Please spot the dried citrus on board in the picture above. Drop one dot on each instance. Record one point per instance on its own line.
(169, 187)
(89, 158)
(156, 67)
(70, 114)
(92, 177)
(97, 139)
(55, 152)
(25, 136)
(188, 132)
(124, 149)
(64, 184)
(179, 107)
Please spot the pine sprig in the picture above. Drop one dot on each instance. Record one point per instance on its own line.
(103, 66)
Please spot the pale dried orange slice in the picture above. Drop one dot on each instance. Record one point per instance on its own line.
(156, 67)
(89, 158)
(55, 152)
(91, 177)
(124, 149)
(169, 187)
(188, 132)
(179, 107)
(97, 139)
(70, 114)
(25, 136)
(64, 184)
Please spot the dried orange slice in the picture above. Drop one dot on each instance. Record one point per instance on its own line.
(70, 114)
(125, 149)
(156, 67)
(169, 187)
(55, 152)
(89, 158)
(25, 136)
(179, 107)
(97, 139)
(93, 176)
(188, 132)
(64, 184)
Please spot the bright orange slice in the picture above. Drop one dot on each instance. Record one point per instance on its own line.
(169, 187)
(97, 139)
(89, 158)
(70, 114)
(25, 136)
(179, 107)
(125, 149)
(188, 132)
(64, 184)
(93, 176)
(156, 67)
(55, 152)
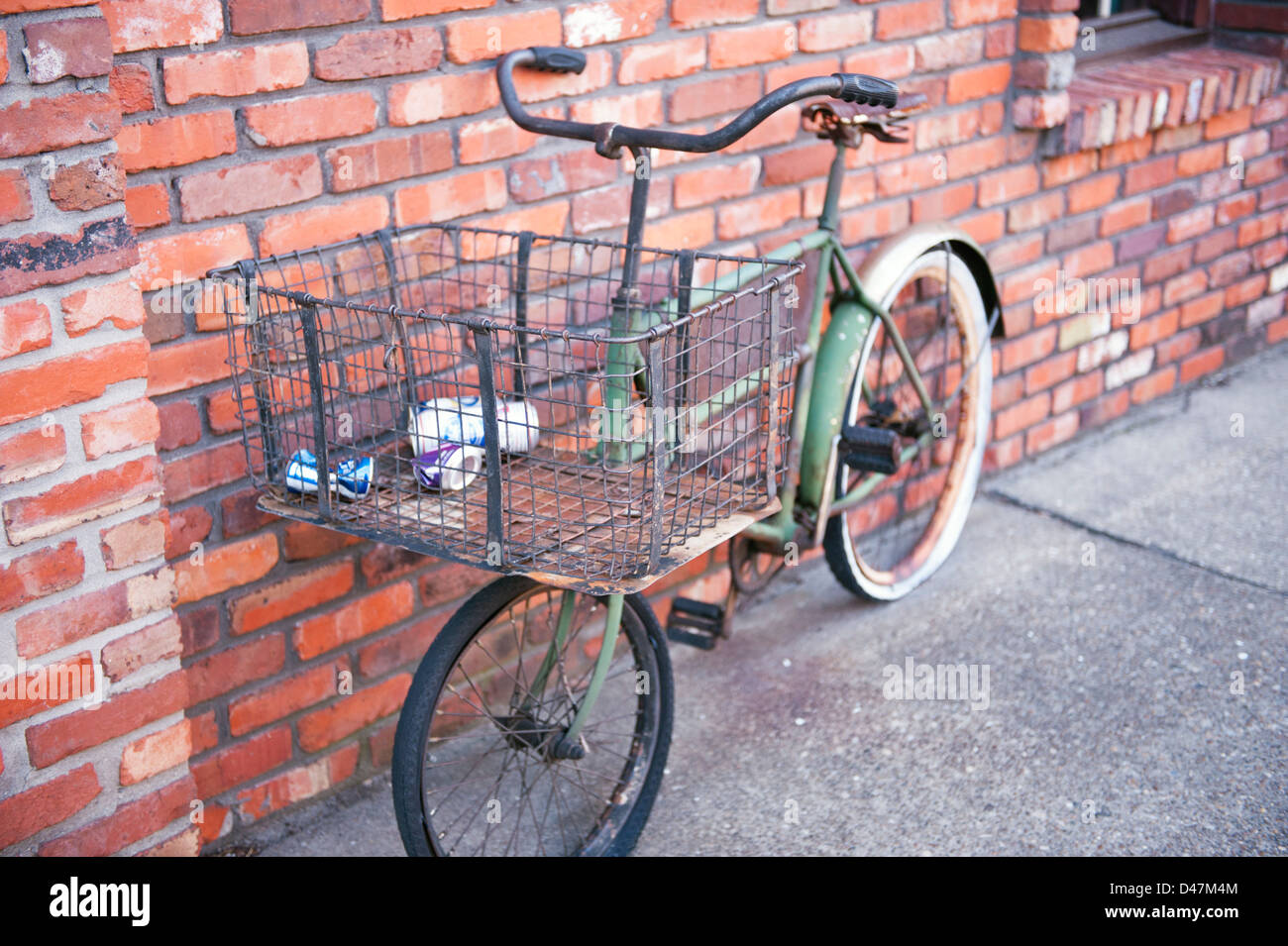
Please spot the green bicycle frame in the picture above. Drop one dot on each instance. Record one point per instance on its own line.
(814, 426)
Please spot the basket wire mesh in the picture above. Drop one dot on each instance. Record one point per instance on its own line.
(621, 400)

◇ ◇ ◇

### Task description
Can you repeat all the records above with "Place a single marker" substituted for each "Drop one dot" and nothing else changed? Leave out the pictures.

### Solution to the problem
Please spot the dried citrus on board in the picture above. Place a single marker on each instance. Record one point per instance on its own line.
(169, 187)
(89, 158)
(156, 67)
(70, 114)
(92, 177)
(97, 139)
(55, 152)
(25, 136)
(188, 132)
(124, 149)
(64, 184)
(179, 107)
Please spot the pine sprig in the picture above. Place a single marker on each instance. Record one point per instance on its own line.
(103, 66)
Please spot the pale dried orange slice in the picture above. Place a single marker on each instance. Record one point per instance on its own line.
(156, 67)
(89, 158)
(55, 152)
(91, 177)
(124, 149)
(169, 187)
(188, 132)
(179, 107)
(97, 139)
(70, 114)
(25, 136)
(64, 184)
Please spot the dried orange slice in the picture above. Place a single marker on each instance. Record one point per instance on its own line.
(70, 114)
(125, 149)
(156, 67)
(169, 187)
(55, 152)
(89, 158)
(25, 136)
(179, 107)
(97, 139)
(93, 176)
(188, 132)
(64, 184)
Please spot the bright orange slice in the picture above. Place a single marker on each instance. Record one point per instance on its own line.
(169, 187)
(97, 139)
(89, 158)
(70, 114)
(25, 136)
(179, 107)
(125, 149)
(188, 132)
(64, 184)
(93, 176)
(156, 67)
(55, 152)
Please spot the green bicycle frame in the picture above. Place a single marker on each instance. Record one point per instance on its own line.
(814, 426)
Please spot the basket wire mesh in the picture above. Place a single marker on each instance. Record one point per instance on its own line.
(621, 400)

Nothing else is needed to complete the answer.